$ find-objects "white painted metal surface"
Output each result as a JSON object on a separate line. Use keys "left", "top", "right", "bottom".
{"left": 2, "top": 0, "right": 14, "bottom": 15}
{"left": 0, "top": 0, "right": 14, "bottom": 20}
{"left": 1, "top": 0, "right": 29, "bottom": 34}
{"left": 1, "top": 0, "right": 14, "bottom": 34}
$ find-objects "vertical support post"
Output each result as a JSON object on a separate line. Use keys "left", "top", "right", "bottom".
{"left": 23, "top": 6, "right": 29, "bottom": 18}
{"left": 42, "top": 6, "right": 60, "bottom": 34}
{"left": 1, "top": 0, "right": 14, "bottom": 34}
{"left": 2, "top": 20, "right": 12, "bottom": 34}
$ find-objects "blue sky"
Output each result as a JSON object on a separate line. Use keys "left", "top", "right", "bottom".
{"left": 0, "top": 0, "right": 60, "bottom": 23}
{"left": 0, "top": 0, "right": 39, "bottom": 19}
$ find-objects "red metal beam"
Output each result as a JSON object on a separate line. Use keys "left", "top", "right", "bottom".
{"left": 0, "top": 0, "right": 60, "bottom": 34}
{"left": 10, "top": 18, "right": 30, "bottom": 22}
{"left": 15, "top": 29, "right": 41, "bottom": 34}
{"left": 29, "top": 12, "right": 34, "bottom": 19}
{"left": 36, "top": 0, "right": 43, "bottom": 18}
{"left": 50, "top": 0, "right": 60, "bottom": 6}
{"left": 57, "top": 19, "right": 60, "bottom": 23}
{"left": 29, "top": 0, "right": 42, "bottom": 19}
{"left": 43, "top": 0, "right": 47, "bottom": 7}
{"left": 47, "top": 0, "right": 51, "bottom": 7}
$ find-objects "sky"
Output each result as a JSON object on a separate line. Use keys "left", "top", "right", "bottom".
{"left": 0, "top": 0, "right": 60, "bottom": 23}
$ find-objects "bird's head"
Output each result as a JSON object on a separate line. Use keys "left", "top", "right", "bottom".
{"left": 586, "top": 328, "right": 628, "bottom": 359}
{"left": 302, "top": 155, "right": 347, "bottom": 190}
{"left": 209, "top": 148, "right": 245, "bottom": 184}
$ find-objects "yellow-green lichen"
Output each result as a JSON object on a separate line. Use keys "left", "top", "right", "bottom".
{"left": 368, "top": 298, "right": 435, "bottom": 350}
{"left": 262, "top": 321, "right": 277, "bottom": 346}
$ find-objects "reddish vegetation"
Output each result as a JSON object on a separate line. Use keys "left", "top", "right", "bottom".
□ □ □
### [Goal of the exercise]
In the lines above, find the word "metal" and copy each line that contains it.

### [Answer to this task]
$ find-objects "white painted metal surface"
$ find-objects "red metal beam"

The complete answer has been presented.